▸ Exercise
Select every line of the items below that contains the word "pendant", matching case exactly.
##### Dataset records
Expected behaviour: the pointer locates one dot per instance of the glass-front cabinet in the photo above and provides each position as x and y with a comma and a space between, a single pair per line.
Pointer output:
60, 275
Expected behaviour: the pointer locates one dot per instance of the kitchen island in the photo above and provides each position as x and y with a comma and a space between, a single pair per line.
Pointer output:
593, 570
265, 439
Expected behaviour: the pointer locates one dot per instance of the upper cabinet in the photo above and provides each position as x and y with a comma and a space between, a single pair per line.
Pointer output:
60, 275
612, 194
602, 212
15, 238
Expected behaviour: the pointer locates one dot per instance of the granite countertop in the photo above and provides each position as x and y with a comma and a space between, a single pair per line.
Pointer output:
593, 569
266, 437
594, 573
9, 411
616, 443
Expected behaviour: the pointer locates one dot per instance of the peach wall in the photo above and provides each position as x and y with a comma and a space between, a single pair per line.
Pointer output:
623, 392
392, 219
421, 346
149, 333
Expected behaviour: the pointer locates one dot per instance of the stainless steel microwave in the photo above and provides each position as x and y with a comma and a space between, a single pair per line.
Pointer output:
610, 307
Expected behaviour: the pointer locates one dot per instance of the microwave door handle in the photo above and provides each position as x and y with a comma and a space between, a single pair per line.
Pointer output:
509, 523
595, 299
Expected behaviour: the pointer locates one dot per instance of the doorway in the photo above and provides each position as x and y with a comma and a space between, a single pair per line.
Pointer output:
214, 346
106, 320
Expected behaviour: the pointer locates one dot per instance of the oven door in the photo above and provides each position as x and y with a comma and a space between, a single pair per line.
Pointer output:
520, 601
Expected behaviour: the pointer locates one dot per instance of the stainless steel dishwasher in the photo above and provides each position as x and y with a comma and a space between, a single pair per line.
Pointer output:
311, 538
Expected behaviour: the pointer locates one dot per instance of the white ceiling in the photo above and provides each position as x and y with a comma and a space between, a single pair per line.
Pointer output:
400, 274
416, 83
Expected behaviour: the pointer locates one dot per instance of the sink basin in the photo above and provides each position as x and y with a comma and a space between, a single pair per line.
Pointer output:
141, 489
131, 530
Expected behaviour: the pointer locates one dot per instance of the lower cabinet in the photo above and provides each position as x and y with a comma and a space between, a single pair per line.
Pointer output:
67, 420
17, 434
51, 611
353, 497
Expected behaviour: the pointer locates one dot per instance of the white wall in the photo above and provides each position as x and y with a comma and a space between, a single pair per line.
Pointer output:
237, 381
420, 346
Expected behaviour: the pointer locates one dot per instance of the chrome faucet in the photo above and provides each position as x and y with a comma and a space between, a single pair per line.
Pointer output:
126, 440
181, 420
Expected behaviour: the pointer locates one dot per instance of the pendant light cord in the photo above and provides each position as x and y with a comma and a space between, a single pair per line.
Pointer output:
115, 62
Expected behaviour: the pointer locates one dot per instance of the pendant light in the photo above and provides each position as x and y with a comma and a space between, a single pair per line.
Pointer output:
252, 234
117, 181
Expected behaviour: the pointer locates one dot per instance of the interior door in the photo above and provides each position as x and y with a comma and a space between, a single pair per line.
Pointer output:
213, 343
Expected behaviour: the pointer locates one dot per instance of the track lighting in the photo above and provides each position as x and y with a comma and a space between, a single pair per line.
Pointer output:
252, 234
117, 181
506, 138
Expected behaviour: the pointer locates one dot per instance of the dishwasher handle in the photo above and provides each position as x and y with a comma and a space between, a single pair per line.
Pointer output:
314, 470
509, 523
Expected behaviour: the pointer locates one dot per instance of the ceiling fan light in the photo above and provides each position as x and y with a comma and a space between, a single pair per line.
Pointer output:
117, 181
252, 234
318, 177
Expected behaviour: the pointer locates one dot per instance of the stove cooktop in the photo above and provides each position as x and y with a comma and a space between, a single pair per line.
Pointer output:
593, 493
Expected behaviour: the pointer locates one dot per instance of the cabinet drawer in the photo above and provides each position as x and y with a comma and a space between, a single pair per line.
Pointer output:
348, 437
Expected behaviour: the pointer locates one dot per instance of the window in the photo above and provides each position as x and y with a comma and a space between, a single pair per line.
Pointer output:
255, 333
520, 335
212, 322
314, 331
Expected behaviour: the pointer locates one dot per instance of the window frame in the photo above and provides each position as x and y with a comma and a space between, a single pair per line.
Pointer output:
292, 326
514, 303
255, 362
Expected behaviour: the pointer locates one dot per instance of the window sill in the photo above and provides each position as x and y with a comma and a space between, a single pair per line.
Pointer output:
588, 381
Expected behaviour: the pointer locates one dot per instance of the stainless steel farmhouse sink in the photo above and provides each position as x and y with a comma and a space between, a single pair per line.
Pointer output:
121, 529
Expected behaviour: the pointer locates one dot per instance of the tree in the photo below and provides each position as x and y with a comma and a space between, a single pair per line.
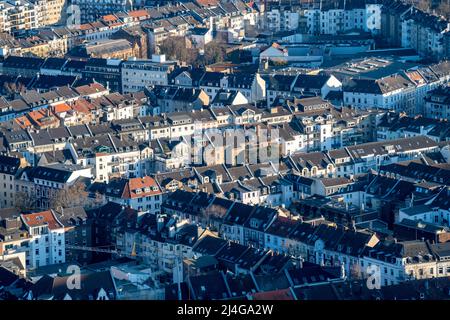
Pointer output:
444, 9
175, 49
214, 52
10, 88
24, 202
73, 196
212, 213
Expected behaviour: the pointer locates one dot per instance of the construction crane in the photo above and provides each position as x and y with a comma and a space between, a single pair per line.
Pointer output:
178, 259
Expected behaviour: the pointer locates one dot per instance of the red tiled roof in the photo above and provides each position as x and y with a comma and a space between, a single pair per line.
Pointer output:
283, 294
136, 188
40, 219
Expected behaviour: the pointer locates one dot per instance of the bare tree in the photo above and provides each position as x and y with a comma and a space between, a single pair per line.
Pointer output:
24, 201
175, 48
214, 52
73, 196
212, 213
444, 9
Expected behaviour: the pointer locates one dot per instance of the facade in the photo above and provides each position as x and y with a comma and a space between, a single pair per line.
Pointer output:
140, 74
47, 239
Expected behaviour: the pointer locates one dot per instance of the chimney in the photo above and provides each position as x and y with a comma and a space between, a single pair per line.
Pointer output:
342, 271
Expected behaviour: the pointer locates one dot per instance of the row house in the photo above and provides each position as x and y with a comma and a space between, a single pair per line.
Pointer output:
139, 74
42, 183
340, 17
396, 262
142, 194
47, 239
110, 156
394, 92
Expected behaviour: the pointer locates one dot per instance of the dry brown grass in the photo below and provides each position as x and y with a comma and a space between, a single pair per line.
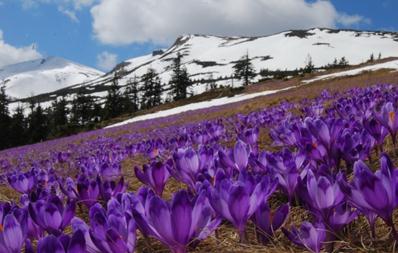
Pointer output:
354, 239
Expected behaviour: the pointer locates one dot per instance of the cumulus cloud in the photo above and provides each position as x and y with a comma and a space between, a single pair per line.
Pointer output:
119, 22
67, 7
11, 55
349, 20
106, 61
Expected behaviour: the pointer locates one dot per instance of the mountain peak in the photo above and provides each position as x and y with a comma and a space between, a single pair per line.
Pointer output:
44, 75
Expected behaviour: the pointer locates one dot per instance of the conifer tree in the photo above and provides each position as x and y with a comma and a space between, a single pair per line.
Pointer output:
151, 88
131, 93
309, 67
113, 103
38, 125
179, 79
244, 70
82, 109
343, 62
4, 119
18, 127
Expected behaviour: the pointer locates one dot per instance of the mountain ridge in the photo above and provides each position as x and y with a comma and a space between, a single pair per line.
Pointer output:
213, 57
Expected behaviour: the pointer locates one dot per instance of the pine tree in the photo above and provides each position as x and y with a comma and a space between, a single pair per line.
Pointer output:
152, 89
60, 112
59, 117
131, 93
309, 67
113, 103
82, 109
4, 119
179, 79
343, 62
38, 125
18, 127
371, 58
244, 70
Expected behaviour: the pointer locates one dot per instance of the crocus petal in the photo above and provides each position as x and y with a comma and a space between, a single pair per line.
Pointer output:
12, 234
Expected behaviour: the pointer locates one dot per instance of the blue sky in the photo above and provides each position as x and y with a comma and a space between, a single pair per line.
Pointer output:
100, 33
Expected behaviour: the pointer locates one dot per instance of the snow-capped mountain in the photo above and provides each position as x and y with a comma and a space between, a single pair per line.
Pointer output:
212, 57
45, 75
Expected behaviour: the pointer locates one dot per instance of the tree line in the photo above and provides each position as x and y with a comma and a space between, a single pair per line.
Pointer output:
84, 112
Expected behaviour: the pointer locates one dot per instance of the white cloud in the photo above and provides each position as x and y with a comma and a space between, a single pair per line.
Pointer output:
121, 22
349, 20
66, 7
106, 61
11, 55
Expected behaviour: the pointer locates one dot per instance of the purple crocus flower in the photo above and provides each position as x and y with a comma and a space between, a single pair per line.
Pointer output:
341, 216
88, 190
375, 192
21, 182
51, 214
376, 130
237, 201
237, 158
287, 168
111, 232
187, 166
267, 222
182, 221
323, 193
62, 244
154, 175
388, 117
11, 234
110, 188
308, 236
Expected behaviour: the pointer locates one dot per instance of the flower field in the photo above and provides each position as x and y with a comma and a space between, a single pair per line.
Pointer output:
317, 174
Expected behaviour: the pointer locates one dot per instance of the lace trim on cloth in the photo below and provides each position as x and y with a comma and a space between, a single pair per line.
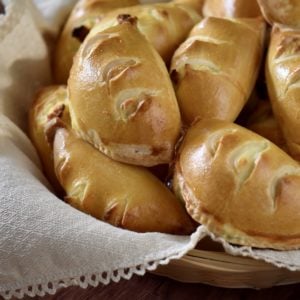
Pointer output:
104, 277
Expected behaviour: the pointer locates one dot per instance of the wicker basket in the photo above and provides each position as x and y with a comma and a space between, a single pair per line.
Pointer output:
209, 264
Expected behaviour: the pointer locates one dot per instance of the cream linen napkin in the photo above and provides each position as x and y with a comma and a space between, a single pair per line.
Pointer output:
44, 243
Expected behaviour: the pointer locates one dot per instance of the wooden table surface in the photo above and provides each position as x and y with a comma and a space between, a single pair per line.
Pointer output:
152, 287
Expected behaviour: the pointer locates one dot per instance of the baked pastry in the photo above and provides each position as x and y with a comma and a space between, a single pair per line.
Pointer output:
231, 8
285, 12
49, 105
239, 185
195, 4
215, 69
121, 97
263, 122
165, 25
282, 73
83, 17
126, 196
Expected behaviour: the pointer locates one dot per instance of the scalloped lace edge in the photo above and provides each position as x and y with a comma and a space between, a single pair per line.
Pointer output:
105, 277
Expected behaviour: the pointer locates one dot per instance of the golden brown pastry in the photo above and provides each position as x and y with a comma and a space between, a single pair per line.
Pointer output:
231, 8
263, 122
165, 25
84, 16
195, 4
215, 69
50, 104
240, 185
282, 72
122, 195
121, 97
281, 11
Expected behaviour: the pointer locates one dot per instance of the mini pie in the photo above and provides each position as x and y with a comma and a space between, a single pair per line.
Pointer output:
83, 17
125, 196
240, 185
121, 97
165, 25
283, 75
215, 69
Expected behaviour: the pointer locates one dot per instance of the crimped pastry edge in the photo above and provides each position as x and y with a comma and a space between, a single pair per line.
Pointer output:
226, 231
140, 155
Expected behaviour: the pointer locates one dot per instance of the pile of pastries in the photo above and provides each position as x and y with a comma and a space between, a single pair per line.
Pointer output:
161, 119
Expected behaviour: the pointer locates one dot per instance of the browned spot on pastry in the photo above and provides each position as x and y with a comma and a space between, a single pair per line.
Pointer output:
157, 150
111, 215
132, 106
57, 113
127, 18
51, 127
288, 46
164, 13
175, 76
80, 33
##########
##### Dataset records
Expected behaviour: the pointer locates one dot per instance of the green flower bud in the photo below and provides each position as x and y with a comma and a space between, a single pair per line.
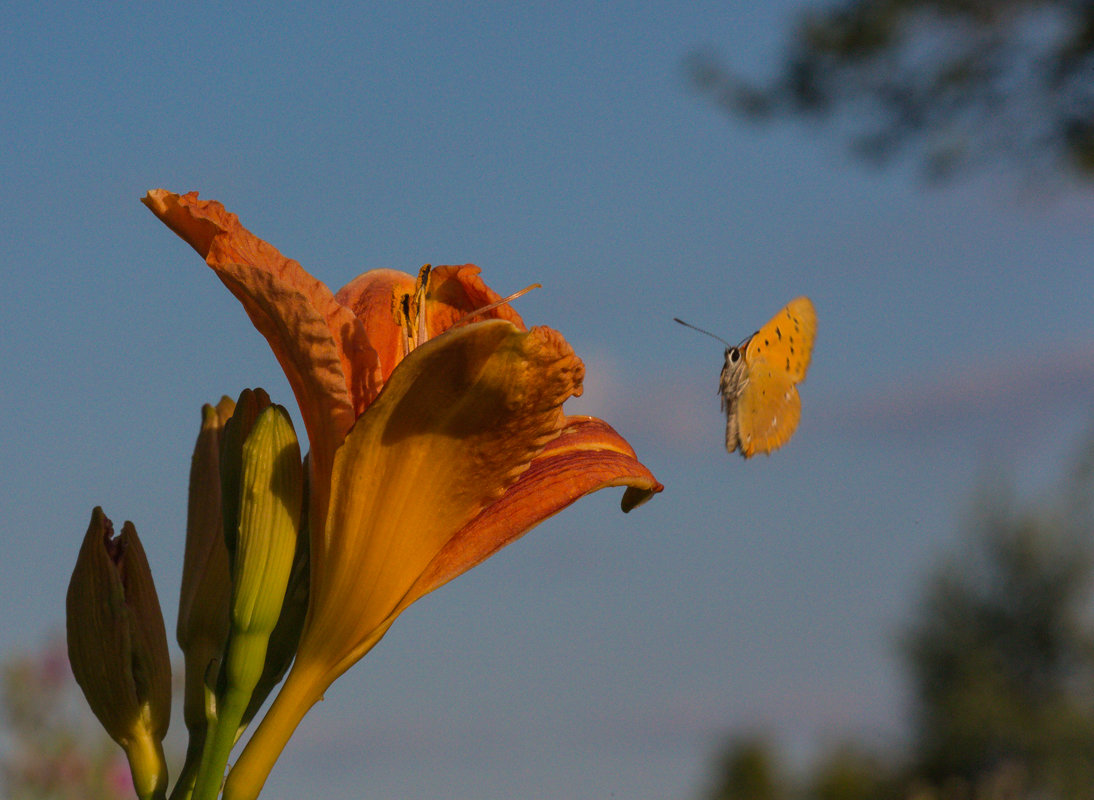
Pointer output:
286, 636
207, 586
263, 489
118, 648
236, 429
##########
##### Dataset records
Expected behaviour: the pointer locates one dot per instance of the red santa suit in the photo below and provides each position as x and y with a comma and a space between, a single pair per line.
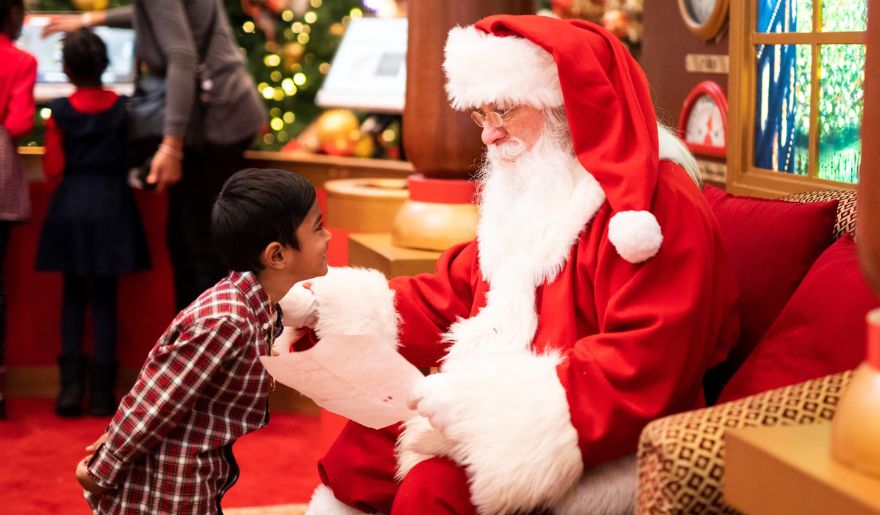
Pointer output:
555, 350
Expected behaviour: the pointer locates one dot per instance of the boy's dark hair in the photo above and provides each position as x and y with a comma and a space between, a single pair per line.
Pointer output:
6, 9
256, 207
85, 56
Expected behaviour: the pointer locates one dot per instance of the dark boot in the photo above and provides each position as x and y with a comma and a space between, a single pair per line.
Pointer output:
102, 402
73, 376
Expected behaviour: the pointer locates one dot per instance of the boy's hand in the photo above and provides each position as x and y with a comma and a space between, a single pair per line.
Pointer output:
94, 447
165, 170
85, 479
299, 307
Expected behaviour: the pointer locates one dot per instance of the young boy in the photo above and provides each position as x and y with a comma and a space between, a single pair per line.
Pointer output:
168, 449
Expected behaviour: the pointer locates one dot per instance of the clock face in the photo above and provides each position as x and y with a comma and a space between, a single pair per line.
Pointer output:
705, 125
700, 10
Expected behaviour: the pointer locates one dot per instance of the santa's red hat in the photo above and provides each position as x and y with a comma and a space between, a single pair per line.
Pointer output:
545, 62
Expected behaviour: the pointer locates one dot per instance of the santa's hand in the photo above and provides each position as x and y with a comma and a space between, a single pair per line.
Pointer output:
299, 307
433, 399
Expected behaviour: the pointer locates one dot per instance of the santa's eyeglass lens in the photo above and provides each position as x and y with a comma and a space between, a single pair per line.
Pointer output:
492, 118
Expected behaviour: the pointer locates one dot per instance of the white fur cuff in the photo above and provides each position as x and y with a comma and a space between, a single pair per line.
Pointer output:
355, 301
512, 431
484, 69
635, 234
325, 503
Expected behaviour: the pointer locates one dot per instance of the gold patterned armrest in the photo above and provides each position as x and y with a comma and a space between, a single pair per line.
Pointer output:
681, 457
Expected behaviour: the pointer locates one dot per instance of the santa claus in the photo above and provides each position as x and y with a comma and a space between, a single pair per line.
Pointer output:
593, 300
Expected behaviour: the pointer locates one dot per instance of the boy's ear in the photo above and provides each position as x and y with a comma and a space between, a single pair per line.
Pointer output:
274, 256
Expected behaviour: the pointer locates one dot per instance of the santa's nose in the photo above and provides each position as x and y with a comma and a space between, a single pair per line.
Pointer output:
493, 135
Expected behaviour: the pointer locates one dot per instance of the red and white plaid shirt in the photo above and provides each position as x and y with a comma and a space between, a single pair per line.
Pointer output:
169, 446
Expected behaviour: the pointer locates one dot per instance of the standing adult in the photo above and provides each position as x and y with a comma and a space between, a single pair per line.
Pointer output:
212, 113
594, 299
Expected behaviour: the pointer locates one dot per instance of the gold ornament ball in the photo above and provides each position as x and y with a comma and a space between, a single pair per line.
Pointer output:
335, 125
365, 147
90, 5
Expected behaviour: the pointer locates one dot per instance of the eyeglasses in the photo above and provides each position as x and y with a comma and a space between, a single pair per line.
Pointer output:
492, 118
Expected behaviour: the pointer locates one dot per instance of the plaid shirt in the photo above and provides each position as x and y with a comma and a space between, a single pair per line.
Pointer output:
##########
▸ Exercise answer
Expected behaviour: the pointer locates one dot per instance of the pendant light cord in the photo above and provides each position as x and y with a comma and a space between, a single pair per line.
Expected behaviour: the pointer locates one dot per instance of the pendant light in the photo above and provides each position as x and y with a comma and a space between, a single pair per line.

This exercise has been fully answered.